Leaving out the pictures, write the following records exactly as they read.

** Opening Records supplied block **

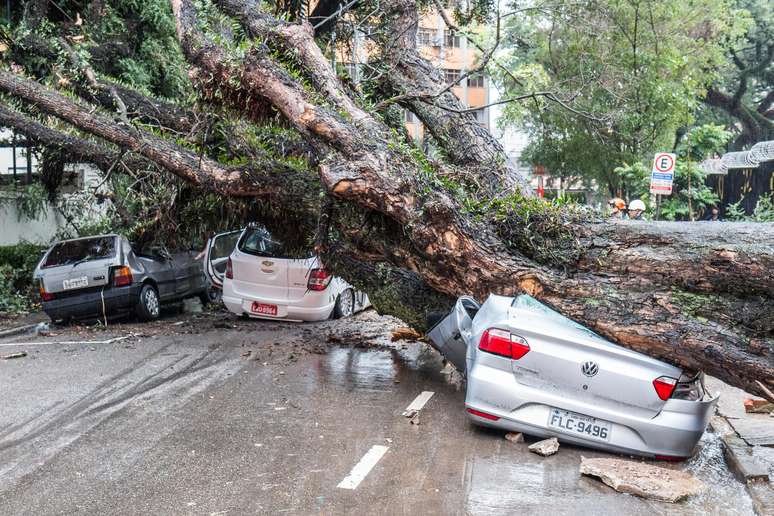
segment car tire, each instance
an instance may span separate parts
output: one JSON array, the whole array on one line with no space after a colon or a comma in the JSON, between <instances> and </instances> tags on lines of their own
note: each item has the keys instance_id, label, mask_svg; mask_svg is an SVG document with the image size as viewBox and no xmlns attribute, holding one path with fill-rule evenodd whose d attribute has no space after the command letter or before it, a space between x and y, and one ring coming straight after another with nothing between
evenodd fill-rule
<instances>
[{"instance_id":1,"label":"car tire","mask_svg":"<svg viewBox=\"0 0 774 516\"><path fill-rule=\"evenodd\" d=\"M201 294L199 294L199 301L201 301L202 303L202 308L210 304L210 301L212 301L212 299L210 298L210 289L207 289Z\"/></svg>"},{"instance_id":2,"label":"car tire","mask_svg":"<svg viewBox=\"0 0 774 516\"><path fill-rule=\"evenodd\" d=\"M153 321L161 315L161 300L159 292L153 285L146 283L140 289L140 298L137 300L137 317L141 321Z\"/></svg>"},{"instance_id":3,"label":"car tire","mask_svg":"<svg viewBox=\"0 0 774 516\"><path fill-rule=\"evenodd\" d=\"M336 297L336 304L333 306L333 318L341 319L342 317L349 317L355 313L355 293L351 288L347 288L341 291Z\"/></svg>"}]
</instances>

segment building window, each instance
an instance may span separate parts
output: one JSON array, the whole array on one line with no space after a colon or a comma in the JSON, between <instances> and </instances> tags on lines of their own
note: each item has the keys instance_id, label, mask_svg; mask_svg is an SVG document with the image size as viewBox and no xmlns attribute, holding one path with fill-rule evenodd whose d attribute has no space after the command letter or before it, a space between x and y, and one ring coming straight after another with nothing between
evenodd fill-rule
<instances>
[{"instance_id":1,"label":"building window","mask_svg":"<svg viewBox=\"0 0 774 516\"><path fill-rule=\"evenodd\" d=\"M406 110L405 113L406 113L406 122L408 122L409 124L413 124L414 123L414 113L412 113L409 110Z\"/></svg>"},{"instance_id":2,"label":"building window","mask_svg":"<svg viewBox=\"0 0 774 516\"><path fill-rule=\"evenodd\" d=\"M446 81L446 84L459 82L460 76L461 76L460 70L455 70L453 68L443 69L443 78Z\"/></svg>"},{"instance_id":3,"label":"building window","mask_svg":"<svg viewBox=\"0 0 774 516\"><path fill-rule=\"evenodd\" d=\"M460 37L449 29L443 31L444 45L451 48L460 48Z\"/></svg>"},{"instance_id":4,"label":"building window","mask_svg":"<svg viewBox=\"0 0 774 516\"><path fill-rule=\"evenodd\" d=\"M476 122L478 122L481 125L487 125L487 117L486 117L486 110L485 109L477 109L473 111L473 116L476 117Z\"/></svg>"},{"instance_id":5,"label":"building window","mask_svg":"<svg viewBox=\"0 0 774 516\"><path fill-rule=\"evenodd\" d=\"M435 39L435 31L433 29L420 27L417 30L417 45L419 45L420 47L433 46L434 39Z\"/></svg>"},{"instance_id":6,"label":"building window","mask_svg":"<svg viewBox=\"0 0 774 516\"><path fill-rule=\"evenodd\" d=\"M468 77L468 87L469 88L483 88L484 87L484 76L480 73L474 73L473 75L470 75Z\"/></svg>"}]
</instances>

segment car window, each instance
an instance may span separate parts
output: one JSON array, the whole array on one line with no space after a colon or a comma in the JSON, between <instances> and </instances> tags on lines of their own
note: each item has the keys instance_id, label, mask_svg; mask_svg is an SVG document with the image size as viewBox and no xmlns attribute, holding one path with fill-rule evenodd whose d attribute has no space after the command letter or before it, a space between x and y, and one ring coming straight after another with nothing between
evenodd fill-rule
<instances>
[{"instance_id":1,"label":"car window","mask_svg":"<svg viewBox=\"0 0 774 516\"><path fill-rule=\"evenodd\" d=\"M239 239L237 249L243 253L271 258L302 259L313 256L309 250L287 248L263 228L246 229Z\"/></svg>"},{"instance_id":2,"label":"car window","mask_svg":"<svg viewBox=\"0 0 774 516\"><path fill-rule=\"evenodd\" d=\"M115 255L116 237L113 236L66 240L54 244L42 267L45 269L60 265L72 265L91 260L113 258Z\"/></svg>"}]
</instances>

** Closing Records supplied block **

◆ **Result of this task**:
segment car tire, each instance
an instance may span separate parts
output: one JSON array, the whole array on one line with no space after a colon or a comma in the JSON, between <instances> and </instances> tags on lines of their own
note: each item has the keys instance_id, label, mask_svg; mask_svg is an SVG document with the image size as viewBox and no xmlns attribute, holding one path with fill-rule evenodd whose d attribute has no space after the command letter or before it, a space between x and y, and one ring coming straight after another with nothing between
evenodd fill-rule
<instances>
[{"instance_id":1,"label":"car tire","mask_svg":"<svg viewBox=\"0 0 774 516\"><path fill-rule=\"evenodd\" d=\"M201 294L199 294L199 301L201 301L202 303L202 308L210 304L210 301L212 301L212 299L210 298L210 289L207 289Z\"/></svg>"},{"instance_id":2,"label":"car tire","mask_svg":"<svg viewBox=\"0 0 774 516\"><path fill-rule=\"evenodd\" d=\"M153 321L161 315L161 300L159 292L153 285L146 283L140 289L140 298L137 300L137 317L141 321Z\"/></svg>"},{"instance_id":3,"label":"car tire","mask_svg":"<svg viewBox=\"0 0 774 516\"><path fill-rule=\"evenodd\" d=\"M336 297L336 304L333 306L333 318L341 319L342 317L349 317L355 313L355 293L351 288L347 288L341 291Z\"/></svg>"}]
</instances>

segment building window, each instance
an instance may span separate parts
output: one JSON array, the whole array on one line with no space after a colon or a comma in the JSON, between <instances> and </instances> tags on lines of their own
note: each item has the keys instance_id, label, mask_svg; mask_svg is an SVG document with the image size as viewBox and no xmlns attribute, holding one path with fill-rule evenodd whose d attribute has no space after the command letter or before it, a space between x and y, and one ring coming straight after another with nothing between
evenodd fill-rule
<instances>
[{"instance_id":1,"label":"building window","mask_svg":"<svg viewBox=\"0 0 774 516\"><path fill-rule=\"evenodd\" d=\"M406 110L405 113L406 113L406 122L408 122L409 124L413 124L414 123L414 113L412 113L409 110Z\"/></svg>"},{"instance_id":2,"label":"building window","mask_svg":"<svg viewBox=\"0 0 774 516\"><path fill-rule=\"evenodd\" d=\"M446 81L446 84L459 82L460 76L461 76L460 70L455 70L453 68L443 69L443 78Z\"/></svg>"},{"instance_id":3,"label":"building window","mask_svg":"<svg viewBox=\"0 0 774 516\"><path fill-rule=\"evenodd\" d=\"M460 37L449 29L443 31L444 45L451 48L460 48Z\"/></svg>"},{"instance_id":4,"label":"building window","mask_svg":"<svg viewBox=\"0 0 774 516\"><path fill-rule=\"evenodd\" d=\"M476 122L478 122L481 125L487 125L487 117L486 117L486 110L485 109L477 109L473 111L473 116L476 117Z\"/></svg>"},{"instance_id":5,"label":"building window","mask_svg":"<svg viewBox=\"0 0 774 516\"><path fill-rule=\"evenodd\" d=\"M435 39L435 31L433 29L420 27L417 30L417 45L419 45L420 47L433 46L434 39Z\"/></svg>"},{"instance_id":6,"label":"building window","mask_svg":"<svg viewBox=\"0 0 774 516\"><path fill-rule=\"evenodd\" d=\"M468 77L468 87L469 88L483 88L484 87L484 76L480 73L474 73L473 75L470 75Z\"/></svg>"}]
</instances>

segment car window, each instance
an instance may span separate parts
output: one JSON array, the whole array on one line with no space after a colon or a comma in the JSON, between <instances> and </instances> tags on lines of their own
note: each item has the keys instance_id, label, mask_svg; mask_svg is an SVG document with the image size as viewBox and no xmlns attribute, holding one path with fill-rule evenodd whose d attribute has no space after the command letter or before it, a space between x and y, and one ring coming straight after another with nothing between
evenodd fill-rule
<instances>
[{"instance_id":1,"label":"car window","mask_svg":"<svg viewBox=\"0 0 774 516\"><path fill-rule=\"evenodd\" d=\"M239 239L237 249L243 253L271 258L302 259L313 256L309 250L287 248L263 228L246 229Z\"/></svg>"},{"instance_id":2,"label":"car window","mask_svg":"<svg viewBox=\"0 0 774 516\"><path fill-rule=\"evenodd\" d=\"M115 255L116 237L113 236L66 240L54 244L42 267L45 269L60 265L72 265L91 260L113 258Z\"/></svg>"}]
</instances>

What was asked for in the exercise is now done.